Location labeling records:
▼

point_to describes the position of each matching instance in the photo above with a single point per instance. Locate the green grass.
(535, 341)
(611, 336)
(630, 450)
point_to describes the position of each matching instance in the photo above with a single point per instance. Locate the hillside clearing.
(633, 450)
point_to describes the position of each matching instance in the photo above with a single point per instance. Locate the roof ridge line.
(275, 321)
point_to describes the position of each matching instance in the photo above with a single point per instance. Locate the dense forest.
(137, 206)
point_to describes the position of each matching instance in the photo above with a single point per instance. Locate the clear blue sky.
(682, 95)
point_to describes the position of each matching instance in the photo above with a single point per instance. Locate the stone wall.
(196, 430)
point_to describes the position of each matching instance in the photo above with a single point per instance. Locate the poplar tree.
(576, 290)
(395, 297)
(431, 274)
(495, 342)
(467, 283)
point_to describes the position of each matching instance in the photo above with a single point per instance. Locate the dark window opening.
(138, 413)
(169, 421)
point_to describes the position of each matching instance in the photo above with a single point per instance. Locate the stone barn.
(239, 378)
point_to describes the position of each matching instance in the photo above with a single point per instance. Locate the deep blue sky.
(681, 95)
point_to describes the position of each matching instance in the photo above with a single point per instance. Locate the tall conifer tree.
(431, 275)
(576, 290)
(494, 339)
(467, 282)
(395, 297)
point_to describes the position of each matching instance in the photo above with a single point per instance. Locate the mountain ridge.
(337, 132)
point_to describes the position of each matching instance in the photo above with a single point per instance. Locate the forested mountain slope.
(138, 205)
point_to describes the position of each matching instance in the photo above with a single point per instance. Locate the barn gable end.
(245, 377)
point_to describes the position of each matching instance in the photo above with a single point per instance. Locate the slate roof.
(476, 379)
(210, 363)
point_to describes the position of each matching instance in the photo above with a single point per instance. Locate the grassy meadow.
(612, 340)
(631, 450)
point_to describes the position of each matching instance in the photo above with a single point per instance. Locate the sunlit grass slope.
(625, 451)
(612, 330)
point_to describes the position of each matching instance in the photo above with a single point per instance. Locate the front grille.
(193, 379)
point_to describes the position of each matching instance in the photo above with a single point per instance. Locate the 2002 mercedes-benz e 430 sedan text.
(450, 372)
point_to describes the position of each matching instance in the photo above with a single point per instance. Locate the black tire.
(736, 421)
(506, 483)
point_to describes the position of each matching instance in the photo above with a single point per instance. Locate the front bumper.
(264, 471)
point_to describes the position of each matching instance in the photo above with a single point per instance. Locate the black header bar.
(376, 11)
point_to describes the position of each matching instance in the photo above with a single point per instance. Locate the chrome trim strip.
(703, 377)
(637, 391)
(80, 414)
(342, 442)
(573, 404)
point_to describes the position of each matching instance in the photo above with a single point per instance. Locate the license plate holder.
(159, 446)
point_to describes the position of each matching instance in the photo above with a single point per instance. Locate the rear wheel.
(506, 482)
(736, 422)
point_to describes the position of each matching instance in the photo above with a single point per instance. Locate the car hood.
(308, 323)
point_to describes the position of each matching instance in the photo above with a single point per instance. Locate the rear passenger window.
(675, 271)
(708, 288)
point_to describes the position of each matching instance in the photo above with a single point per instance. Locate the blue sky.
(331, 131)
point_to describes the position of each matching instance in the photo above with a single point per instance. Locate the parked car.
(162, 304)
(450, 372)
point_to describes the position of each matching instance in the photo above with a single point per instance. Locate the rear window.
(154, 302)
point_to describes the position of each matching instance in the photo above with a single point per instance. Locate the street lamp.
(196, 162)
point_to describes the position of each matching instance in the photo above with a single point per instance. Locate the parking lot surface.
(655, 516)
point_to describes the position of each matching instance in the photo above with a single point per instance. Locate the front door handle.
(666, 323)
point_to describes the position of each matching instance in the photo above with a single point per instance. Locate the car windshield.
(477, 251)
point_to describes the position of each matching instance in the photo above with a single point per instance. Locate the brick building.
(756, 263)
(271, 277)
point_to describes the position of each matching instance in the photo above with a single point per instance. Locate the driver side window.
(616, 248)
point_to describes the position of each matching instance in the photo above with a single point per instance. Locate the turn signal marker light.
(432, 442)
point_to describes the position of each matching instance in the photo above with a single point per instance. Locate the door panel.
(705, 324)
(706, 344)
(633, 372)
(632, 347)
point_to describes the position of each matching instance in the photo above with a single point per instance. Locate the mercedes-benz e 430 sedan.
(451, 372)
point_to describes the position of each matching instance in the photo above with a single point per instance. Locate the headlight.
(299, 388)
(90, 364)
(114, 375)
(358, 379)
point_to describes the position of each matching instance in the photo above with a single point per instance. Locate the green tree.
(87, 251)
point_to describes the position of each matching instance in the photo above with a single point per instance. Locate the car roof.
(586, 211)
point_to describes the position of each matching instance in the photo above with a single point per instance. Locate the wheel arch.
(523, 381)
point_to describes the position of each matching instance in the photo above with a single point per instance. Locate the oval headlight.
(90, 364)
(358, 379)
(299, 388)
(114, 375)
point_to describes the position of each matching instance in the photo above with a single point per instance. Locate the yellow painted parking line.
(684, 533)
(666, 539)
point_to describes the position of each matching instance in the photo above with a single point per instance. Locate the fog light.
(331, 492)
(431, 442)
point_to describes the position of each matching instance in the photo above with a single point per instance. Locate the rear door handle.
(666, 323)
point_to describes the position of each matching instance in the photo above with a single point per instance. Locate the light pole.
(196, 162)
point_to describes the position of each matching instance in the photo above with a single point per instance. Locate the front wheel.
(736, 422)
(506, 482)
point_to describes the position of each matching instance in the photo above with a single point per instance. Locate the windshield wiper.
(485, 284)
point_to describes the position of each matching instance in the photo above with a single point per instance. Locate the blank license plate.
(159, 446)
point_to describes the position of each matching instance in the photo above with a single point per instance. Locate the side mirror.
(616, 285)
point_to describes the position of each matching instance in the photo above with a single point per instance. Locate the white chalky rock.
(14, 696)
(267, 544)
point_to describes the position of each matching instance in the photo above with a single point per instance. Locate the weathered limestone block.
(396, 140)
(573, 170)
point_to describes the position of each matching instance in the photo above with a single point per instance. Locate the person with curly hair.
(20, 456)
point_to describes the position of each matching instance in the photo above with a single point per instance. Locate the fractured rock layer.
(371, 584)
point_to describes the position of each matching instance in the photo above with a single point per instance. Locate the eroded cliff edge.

▲

Written task: Rewrite the lines above, putting "Find" wherever "Locate" occurs and leaving everything else unchanged.

Result:
point_to describes the position of each matching instance in the photo above with a single point per instance. Find the green grass.
(535, 341)
(611, 336)
(630, 450)
point_to describes the position of each matching instance in the photo above with a single point per instance. Find the hillside clearing.
(633, 450)
point_to describes the position of each matching instance in the photo above with a single point per instance. Find the roof ridge line.
(275, 321)
point_to describes the position of each matching instance in the photo above with a single point per instance. Find the dense forest.
(137, 206)
point_to describes the position of each matching instance in the photo above with a single point per instance. Find the clear blue sky.
(682, 95)
point_to describes the position of each matching instance in the photo above with a single point per instance. Find the stone wall.
(196, 430)
point_to describes the position of each matching instance in the photo above with a single point per instance. Find the poplar tree.
(576, 290)
(395, 297)
(431, 274)
(495, 342)
(467, 283)
point_to describes the position of each matching instance in the photo above with a single point per instance. Find the dark window opening.
(138, 413)
(169, 421)
point_to describes the position of each matching instance in the photo above with a single point per instance. Find the stone barn.
(239, 378)
point_to describes the position of each matching instance in the photo above with a single point per instance. Find the deep blue sky.
(681, 95)
point_to describes the position of each matching instance in the photo above with a single point per instance. Find the tall conifer tree.
(431, 275)
(576, 290)
(494, 339)
(467, 282)
(395, 297)
point_to describes the position of each matching instance in the photo above with a single point per instance. Find the mountain ridge.
(337, 132)
point_to describes the position of each matching instance in the photo above with a single point per instance. Find the forested mountain slope.
(138, 205)
point_to describes the position of each matching instance in the photo above with a single point per instance. Find the barn gable end.
(245, 377)
point_to describes the position of each matching instance in the photo above with a single point per instance. Find the slate roof.
(476, 379)
(210, 363)
point_to describes the position of each matching instance in the photo above with a single point per instance. Find the grassy meadow.
(612, 340)
(631, 450)
point_to describes the position of each matching instance in the photo above with a single point per instance. Find the sunlit grass slope.
(625, 451)
(612, 330)
point_to describes the position of each matching instance in the photo above with a single point per instance. Find the front grille.
(193, 379)
point_to describes the position of each matching instance in the photo above with a single point per instance. Find the 2002 mercedes-benz e 430 sedan text.
(450, 372)
point_to describes the position of each matching instance in the photo above with a single point per instance. Find the black tire.
(736, 421)
(506, 483)
point_to describes the position of each matching instance in the photo above with a single point per instance. Find the front bumper.
(264, 471)
point_to describes the position of each matching instance in the photo above with a single point per instance. Find the black header bar.
(376, 11)
point_to describes the position of each matching instance in the photo above with a single point per instance. Find the chrome trim strip.
(703, 377)
(637, 391)
(80, 414)
(342, 442)
(573, 404)
point_to describes the position of each matching instance in the photo above with a single point per instance. Find the license plate holder.
(159, 446)
point_to describes the position of each matching instance in the photo above with a single point per instance. Find the rear wheel.
(506, 482)
(736, 422)
point_to describes the position of each matching instance in the photo above with a single point per instance. Find the car hood.
(308, 323)
point_to describes the position of each matching instance in the photo above with a single point per instance. Find the rear passenger window.
(675, 271)
(708, 288)
point_to describes the position of each matching instance in the photo above with a single point per instance. Find the blue sky.
(331, 131)
point_to describes the position of each matching instance in the photo above with a single point per instance. Find the parked car.
(162, 304)
(450, 372)
point_to describes the position of each matching instance in the photo above with a single point per instance. Find the rear window.
(154, 302)
point_to describes the position of each matching instance in the photo above with a single point per instance. Find the street lamp.
(196, 162)
point_to describes the position of each matching instance in the photo above with a single point per instance. Find the parking lot surface.
(655, 516)
point_to describes the position of each matching instance in the photo above with a single point per instance. Find the front door handle.
(666, 323)
point_to describes the position of each matching instance in the photo above with a single point per instance. Find the car windshield.
(477, 251)
point_to describes the position of each matching instance in the photo above with a single point per instance. Find the brick building.
(756, 263)
(271, 277)
point_to describes the position of each matching instance in the photo above with a single point per instance. Find the driver side window.
(616, 248)
point_to describes the position of each matching instance in the photo above with a single point per instance. Find the turn signal marker light.
(432, 442)
point_to describes the position of each matching instance in the photo above with a single point per instance. Find the door panel.
(705, 324)
(706, 344)
(633, 372)
(632, 347)
point_to describes the position of each matching instance in the photo above with a single point per instance. Find the mercedes-benz e 430 sedan.
(451, 372)
point_to describes the position of each matching instance in the photo above with a single point per instance. Find the headlight.
(299, 388)
(90, 364)
(114, 375)
(358, 379)
point_to describes the position of each matching instance in the photo above with a single point per instance. Find the green tree.
(87, 251)
point_to describes the position of each matching instance in the photo above with a single point per instance. Find the car roof.
(586, 211)
point_to describes the position of each matching instance in the photo above with a single point per instance. Find the wheel arch.
(523, 381)
point_to describes the position of each matching instance in the photo above with a single point per instance. Find the oval headlight.
(90, 364)
(358, 379)
(299, 388)
(114, 375)
point_to describes the position of each matching instance in the photo above with a single point per instance. Find the yellow painted parking line.
(684, 533)
(666, 539)
point_to describes the position of each matching instance in the photo above with a single point per instance. Find the fog light.
(331, 492)
(431, 442)
point_to describes the position of each matching instance in the photo above with a single point per instance. Find the rear door handle.
(666, 323)
point_to describes the position of each matching instance in the photo above with a single point per instance. Find the light pole.
(196, 162)
point_to describes the position of each matching instance in the photo above with a single point per instance. Find the front wheel.
(736, 422)
(506, 482)
point_to describes the position of each matching instance in the photo above with a single point per instance. Find the windshield wiper.
(485, 284)
point_to describes the position of each matching instance in the photo above with a single point per instance. Find the blank license plate.
(159, 446)
point_to describes the position of each matching instance in the photo above with a single point per instance. Find the side mirror.
(616, 285)
point_to describes the position of each matching instance in the photo above with a single point per instance. Find the white chalky rock.
(14, 696)
(267, 544)
point_to describes the position of each matching instance in the photo above with a single point per instance. Find the weathered limestone block.
(396, 140)
(573, 170)
point_to describes the position of each matching instance in the photo above with a single point per instance. Find the person with curly hair.
(20, 456)
point_to describes the position of each matching instance in the photo above with a single point per instance. Find the fractured rock layer.
(371, 584)
point_to describes the position of each matching instance in the photo above with a single point per instance. Find the eroded cliff edge.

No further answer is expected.